SHORT TASK:
Take the items below from the line that has "the priest's eyeglasses" through the end and write those lines out again, swapping "eyeglasses" for "spectacles" and changing nothing else.

SUPPLIED RECORDS:
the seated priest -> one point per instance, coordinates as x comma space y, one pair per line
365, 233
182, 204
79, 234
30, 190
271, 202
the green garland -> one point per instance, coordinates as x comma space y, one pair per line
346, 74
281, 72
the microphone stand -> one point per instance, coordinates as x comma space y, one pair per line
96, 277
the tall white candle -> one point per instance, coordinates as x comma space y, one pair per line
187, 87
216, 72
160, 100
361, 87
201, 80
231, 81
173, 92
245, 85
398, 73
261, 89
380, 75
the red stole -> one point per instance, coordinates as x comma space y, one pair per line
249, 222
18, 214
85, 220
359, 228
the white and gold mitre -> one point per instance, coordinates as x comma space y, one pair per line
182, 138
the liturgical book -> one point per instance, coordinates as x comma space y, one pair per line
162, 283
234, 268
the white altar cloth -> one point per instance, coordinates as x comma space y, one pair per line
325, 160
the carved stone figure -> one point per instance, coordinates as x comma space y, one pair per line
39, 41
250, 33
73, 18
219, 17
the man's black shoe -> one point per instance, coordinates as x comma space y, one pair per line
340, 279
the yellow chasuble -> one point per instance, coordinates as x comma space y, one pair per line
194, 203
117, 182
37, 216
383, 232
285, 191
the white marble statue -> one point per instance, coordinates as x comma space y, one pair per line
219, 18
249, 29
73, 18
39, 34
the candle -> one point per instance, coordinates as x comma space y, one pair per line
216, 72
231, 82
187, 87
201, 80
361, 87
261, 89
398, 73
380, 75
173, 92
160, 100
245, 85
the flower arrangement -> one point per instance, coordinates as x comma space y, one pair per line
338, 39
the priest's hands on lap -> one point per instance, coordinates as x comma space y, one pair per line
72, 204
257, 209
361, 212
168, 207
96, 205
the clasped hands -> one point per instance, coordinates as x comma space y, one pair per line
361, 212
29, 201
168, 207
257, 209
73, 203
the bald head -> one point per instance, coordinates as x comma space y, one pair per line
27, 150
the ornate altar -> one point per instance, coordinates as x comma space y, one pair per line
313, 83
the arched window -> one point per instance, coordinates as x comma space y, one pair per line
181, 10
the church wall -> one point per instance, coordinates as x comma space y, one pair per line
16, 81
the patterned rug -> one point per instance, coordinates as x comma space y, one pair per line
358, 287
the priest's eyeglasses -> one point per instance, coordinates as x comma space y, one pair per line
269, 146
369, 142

RESULT OF THIS TASK:
the priest's spectacles -> one point per instance, coordinates as x comma space y, one pair per line
269, 146
369, 142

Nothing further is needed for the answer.